TRECHO DA PÁGINA
= = = =

Criatividade, exploração e criação de brincadeiras

    Segundo Macarini e Vieira (2006) as crianças possuem diversas razões para brincar, sendo uma delas o próprio prazer que podem usufruir enquanto brincam. Baségio (2007) explica que através do brincar a aprendizagem e o desenvolvimento são potencializados. Acrescenta que brincando a criança pode expressar sentimentos através do seu corpo, ampliando e diversificando seu vocabulário psicomotor. E Medeiros citado por Negrine (1994) expõe que os jogos trazem a grande vantagem de oferecer aos que dele participam excelentes oportunidades para o desenvolvimento físico, mental, emocional e social. Foi observado nos resultados deste estudo que nas aulas dirigidas às brincadeiras e jogos acontecem, por escolha da professora, daí a necessidade de permitir que em um segundo momento os alunos tenham a oportunidade de realizar uma prática mais “livre”. Para Neto (2007) é através da brincadeira espontânea que a criança descobre os ajustes diversos, complexos e progressivos da atividade motriz, resultando em um conjunto de movimentos coordenados em função de um fim a ser alcançado. Quanto à exploração e criatividade das crianças, percebeu-se repetição tanto de atividades realizadas nas aulas de Educação Física dirigidas (principalmente os circuitos motores), quanto de outras vivenciadas com a professora de currículo, e também reprodução de cenas de filmes, esportes vistos na TV, coreografias apresentadas na escola por outras turmas, adaptação de regras de alguns jogos, e também adaptação de algumas modalidades esportivas devido ao material disponibilizado. Sobre estes últimos itens citados, Maschio e Ribas (2011) argumentam que o jogo permite comportamentos plásticos tanto da criança, do adolescente e do professor sobre sua estrutura e nas inúmeras possibilidades de criar e agir a partir dele, por não ser marcado pela mão da regulação internacional e, ter suas origens ou práticas, próprias de um grupo social. Betti e Zuliani (2002) ao referirem-se ao Ensino Fundamental acordam que se deve privilegiar o desenvolvimento das habilidades motoras básicas, jogos e brincadeiras de variados tipos e atividades de autotestagem. Ao analisar as atividades desenvolvidas pelas crianças no item criatividade e exploração pode-se pensar que elas souberam “planejar” suas atividades de forma a atingir todos os objetivos expostos por esses autores, e porque não, também pela professora.

= = = =

ENTRADAS FORNECIDAS
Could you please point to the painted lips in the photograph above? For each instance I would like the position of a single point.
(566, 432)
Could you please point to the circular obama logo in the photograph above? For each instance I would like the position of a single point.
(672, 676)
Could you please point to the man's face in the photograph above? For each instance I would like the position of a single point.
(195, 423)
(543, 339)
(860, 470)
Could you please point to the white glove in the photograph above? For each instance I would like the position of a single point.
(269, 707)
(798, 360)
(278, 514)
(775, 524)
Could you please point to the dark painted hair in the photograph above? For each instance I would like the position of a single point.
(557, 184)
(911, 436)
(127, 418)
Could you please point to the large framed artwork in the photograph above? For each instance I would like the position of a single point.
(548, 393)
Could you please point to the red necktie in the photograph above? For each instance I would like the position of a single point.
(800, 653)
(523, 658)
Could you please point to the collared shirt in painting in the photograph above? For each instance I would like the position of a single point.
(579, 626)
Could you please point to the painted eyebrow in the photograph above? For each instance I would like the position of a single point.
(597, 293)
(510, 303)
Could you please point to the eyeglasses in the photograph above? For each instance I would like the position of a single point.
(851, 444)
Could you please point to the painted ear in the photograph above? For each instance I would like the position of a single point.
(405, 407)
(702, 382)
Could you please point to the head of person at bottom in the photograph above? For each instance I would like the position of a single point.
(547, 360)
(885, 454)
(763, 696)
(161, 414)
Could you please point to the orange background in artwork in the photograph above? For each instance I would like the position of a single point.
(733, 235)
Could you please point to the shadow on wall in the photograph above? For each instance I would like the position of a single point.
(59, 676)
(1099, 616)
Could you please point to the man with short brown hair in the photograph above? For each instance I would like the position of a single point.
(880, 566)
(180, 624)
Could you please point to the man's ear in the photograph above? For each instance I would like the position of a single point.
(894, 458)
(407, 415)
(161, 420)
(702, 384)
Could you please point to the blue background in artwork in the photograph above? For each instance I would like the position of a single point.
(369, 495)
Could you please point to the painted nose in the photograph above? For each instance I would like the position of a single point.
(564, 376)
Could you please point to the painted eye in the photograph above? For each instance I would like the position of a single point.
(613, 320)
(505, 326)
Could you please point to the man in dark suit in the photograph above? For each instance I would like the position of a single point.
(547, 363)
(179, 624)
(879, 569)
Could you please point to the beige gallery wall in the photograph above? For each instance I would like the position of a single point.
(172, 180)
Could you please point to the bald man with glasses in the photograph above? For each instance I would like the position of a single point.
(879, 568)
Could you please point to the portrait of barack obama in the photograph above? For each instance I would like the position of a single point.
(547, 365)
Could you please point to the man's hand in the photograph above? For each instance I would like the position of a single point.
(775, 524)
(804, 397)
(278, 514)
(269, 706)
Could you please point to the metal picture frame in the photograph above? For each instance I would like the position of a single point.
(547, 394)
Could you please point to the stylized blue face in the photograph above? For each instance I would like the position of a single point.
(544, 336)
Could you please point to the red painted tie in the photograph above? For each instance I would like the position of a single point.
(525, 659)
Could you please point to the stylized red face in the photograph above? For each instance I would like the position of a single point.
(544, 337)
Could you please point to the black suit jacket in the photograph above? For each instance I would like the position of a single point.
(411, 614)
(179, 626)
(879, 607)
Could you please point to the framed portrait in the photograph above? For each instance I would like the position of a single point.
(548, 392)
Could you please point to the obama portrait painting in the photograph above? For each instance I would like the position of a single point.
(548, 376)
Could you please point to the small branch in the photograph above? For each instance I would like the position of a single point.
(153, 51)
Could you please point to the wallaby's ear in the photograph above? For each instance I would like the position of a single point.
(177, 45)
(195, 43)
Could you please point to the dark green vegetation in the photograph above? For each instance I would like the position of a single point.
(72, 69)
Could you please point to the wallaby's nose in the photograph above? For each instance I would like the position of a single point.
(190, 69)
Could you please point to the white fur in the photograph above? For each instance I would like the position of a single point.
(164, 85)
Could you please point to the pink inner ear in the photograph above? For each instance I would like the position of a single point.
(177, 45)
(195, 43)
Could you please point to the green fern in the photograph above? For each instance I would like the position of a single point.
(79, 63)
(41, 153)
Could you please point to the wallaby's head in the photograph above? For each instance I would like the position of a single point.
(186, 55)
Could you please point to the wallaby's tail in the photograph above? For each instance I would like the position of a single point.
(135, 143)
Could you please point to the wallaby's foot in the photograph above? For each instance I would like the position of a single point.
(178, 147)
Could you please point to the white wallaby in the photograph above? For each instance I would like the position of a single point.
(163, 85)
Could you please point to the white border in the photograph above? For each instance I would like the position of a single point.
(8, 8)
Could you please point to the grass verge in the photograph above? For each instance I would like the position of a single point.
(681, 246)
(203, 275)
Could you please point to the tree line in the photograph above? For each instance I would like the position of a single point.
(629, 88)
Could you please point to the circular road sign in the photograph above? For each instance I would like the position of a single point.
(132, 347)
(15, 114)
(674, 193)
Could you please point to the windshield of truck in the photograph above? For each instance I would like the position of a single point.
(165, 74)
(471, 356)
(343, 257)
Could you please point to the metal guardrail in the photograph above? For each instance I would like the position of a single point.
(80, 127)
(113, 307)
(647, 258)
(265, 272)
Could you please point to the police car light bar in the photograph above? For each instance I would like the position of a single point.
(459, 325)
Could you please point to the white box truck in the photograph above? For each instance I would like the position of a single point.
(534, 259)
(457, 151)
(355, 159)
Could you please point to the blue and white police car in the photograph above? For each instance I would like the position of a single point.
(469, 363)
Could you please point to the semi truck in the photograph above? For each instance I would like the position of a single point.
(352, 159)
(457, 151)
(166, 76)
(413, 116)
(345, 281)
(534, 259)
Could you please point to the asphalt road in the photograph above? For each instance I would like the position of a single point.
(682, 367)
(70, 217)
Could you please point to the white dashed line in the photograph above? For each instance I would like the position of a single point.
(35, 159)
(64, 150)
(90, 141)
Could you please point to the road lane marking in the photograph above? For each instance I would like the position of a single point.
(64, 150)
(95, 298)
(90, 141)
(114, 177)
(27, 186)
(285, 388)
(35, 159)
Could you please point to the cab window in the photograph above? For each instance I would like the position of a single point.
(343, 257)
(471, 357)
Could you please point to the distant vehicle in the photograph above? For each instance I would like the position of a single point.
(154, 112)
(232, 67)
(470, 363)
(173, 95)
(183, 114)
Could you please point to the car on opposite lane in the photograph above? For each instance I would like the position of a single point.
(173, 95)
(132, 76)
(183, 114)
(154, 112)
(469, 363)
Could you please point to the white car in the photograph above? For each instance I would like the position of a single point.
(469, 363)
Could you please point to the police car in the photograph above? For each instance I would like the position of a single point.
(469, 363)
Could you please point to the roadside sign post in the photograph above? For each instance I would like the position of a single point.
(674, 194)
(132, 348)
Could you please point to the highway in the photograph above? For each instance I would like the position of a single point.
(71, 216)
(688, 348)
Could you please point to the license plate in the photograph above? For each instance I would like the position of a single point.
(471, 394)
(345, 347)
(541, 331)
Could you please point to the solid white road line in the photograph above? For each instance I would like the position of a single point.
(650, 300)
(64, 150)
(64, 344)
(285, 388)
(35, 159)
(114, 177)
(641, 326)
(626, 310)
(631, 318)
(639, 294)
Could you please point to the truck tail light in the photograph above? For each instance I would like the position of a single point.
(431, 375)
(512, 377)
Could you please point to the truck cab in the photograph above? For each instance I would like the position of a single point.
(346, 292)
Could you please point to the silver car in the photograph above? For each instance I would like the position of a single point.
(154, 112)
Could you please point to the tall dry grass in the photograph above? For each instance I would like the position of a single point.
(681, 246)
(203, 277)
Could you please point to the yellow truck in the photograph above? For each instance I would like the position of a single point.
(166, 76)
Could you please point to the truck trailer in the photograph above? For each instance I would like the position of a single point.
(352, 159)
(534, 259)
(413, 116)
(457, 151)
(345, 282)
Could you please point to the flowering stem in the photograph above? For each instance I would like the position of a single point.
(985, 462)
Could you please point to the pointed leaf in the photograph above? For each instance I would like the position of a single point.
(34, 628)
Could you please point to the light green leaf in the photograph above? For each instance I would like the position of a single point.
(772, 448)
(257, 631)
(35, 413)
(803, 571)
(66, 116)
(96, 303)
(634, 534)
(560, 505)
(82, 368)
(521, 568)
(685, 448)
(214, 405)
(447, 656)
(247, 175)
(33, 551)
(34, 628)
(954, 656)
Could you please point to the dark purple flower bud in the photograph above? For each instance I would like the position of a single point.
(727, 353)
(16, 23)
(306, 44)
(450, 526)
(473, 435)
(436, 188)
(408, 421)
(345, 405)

= = = =

TAREFA SOLICITADA 1
Responda com base no trecho da página:
(a) Segundo Macarini e Vieira (2006), qual é uma das razões que as crianças têm para brincar?
(b) Para Neto (2007), por meio de que a criança descobre os ajustes diversos, complexos e progressivos da atividade motriz?
(c) De acordo com Betti e Zuliani (2002), o que se deve privilegiar no Ensino Fundamental?
TAREFA SOLICITADA 2
Conte as linhas das entradas que contêm a palavra "leaf", levando em conta a diferença entre maiúsculas e minúsculas, e informe somente o número.
O trecho da página e as entradas têm origens distintas.

RESULTADO FINAL 1
(a) O próprio prazer que as crianças podem usufruir enquanto brincam.
(b) Por meio da brincadeira espontânea.
(c) O desenvolvimento das habilidades motoras básicas, jogos e brincadeiras de variados tipos e atividades de autotestagem.

RESULTADO FINAL 2
2